__PASSAGE FOR REVIEW__:

Hive | MSCK Repair table fails with "Unexpected component partitionvalue"

0 votes
0 views
asked Aug 30, 2017 in Hadoop by admin (4,410 points)
Summary

Symptoms

Hive command "MSCK REPAIR TABLE" command fails with:

10781 [main] WARN hive.ql.exec.DDLTask - Failed to run metacheck:
org.apache.hadoop.hive.ql.metadata.HiveException: MetaException(message:Unexpected component partitionvalue)
at org.apache.hadoop.hive.ql.exec.DDLTask.msck(DDLTask.java:1729)
at org.apache.hadoop.hive.ql.exec.DDLTask.execute(DDLTask.java:373)
at org.apache.hadoop.hive.ql.exec.Task.executeTask(Task.java:212)
...
at org.apache.hadoop.mapred.MapTask.run(MapTask.java:343)
at org.apache.hadoop.mapred.YarnChild$2.run(YarnChild.java:164)
at java.security.AccessController.doPrivileged(Native Method)

__RECORDED INFORMATION__:
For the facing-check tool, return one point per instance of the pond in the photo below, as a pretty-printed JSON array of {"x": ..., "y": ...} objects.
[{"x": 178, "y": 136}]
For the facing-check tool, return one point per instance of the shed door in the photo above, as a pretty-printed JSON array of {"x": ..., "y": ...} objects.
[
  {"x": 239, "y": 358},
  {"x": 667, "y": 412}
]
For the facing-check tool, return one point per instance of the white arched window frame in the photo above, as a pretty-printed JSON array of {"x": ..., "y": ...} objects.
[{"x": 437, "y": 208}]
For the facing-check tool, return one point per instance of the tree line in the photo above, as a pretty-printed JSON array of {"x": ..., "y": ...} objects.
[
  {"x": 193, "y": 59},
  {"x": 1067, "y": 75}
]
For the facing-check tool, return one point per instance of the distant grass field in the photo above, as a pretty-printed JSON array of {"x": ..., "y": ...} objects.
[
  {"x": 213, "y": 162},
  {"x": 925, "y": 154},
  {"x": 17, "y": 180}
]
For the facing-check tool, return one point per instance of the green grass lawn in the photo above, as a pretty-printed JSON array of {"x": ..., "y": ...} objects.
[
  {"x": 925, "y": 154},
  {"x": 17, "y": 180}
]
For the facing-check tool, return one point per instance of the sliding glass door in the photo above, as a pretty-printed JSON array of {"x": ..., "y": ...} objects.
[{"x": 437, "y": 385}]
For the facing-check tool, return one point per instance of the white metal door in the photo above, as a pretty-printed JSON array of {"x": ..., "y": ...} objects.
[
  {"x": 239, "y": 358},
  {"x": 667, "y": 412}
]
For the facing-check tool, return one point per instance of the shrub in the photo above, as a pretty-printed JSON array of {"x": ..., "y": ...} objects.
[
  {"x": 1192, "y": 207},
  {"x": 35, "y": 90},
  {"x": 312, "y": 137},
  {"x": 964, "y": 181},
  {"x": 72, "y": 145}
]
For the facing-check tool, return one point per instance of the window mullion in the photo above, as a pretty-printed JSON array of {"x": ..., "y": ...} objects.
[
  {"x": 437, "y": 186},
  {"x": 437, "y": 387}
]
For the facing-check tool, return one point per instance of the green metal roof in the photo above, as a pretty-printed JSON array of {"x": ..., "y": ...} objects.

__TRY IT__:
Pick up the Hive "MSCK REPAIR TABLE" error post from where it stops, and carry it on in the same style.

__WRITTEN REPLY__:
at javax.security.auth.Subject.doAs(Subject.java:415)
at org.apache.hadoop.security.UserGroupInformation.doAs(UserGroupInformation.java:1714)
at org.apache.hadoop.mapred.YarnChild.main(YarnChild.java:158)
Caused by: MetaException(message:Unexpected component partitionvalue)
at org.apache.hadoop.hive.metastore.Warehouse.makeValsFromName(Warehouse.java:411)
at org.apache.hadoop.hive.ql.exec.DDLTask.msck(DDLTask.java:1727)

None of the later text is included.